#### What needs to be done
Each line below that contains "side" should be counted; give the total alone.

#### Supplied information
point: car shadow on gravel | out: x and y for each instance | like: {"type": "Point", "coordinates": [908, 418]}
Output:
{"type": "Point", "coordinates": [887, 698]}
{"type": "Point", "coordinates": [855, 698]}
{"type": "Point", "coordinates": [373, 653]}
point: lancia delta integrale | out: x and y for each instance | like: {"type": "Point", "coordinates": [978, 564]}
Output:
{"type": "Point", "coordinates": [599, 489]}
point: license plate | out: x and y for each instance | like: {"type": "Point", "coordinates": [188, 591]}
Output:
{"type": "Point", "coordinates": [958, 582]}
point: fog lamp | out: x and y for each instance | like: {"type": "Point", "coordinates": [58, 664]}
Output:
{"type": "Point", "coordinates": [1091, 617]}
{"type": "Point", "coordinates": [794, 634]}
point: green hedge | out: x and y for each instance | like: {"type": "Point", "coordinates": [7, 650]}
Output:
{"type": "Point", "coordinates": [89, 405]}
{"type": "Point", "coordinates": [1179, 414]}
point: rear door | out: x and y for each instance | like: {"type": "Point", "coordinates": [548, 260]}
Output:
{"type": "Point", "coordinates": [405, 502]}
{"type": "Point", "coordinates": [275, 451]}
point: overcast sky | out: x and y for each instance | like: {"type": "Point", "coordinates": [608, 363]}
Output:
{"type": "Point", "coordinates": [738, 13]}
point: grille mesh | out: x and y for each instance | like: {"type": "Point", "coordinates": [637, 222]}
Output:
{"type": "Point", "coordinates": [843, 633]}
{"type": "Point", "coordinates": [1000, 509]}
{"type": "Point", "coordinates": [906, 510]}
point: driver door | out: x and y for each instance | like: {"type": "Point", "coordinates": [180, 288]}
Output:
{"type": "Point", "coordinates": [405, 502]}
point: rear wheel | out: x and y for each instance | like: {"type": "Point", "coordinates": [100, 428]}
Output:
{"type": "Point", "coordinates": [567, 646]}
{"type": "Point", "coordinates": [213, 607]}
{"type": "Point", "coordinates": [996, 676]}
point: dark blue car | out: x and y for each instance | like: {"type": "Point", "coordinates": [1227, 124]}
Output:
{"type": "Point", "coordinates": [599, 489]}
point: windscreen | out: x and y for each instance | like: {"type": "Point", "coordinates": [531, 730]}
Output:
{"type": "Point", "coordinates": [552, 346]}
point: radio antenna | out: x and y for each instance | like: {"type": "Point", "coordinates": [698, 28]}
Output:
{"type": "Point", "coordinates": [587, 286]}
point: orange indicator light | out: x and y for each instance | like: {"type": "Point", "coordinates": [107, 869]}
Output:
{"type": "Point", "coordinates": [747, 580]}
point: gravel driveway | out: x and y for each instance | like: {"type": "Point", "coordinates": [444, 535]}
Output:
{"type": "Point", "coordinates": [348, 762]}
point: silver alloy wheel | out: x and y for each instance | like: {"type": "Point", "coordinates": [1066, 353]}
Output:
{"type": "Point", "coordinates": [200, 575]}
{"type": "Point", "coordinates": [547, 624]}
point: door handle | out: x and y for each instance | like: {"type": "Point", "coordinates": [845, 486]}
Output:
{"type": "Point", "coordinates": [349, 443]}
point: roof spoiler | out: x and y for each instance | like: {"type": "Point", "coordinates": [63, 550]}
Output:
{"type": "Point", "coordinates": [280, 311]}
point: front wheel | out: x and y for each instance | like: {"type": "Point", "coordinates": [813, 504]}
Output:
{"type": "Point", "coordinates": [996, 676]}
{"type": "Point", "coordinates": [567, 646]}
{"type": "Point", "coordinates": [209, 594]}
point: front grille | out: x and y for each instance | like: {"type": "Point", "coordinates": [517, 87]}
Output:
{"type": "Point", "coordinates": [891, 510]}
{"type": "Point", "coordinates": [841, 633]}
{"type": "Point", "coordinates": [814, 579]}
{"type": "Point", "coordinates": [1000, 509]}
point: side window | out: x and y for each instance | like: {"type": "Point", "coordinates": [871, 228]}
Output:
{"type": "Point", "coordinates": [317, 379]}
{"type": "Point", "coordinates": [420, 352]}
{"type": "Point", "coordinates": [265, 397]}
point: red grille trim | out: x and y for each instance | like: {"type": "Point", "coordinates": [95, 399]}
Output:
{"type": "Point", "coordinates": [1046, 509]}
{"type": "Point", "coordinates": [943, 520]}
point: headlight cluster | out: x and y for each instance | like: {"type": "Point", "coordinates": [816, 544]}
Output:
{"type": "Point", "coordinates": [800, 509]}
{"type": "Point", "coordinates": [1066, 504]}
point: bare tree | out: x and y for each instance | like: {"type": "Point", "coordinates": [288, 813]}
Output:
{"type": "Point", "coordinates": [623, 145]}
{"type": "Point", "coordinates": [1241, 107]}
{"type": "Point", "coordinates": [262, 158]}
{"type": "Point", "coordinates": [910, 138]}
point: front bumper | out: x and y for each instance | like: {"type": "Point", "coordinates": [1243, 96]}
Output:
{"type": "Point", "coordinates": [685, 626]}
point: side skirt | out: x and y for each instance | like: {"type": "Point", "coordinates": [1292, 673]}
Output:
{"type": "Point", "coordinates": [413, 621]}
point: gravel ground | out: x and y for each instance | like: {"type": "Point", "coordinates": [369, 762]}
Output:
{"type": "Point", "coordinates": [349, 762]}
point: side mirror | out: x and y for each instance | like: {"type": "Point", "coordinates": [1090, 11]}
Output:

#### Solution for this exercise
3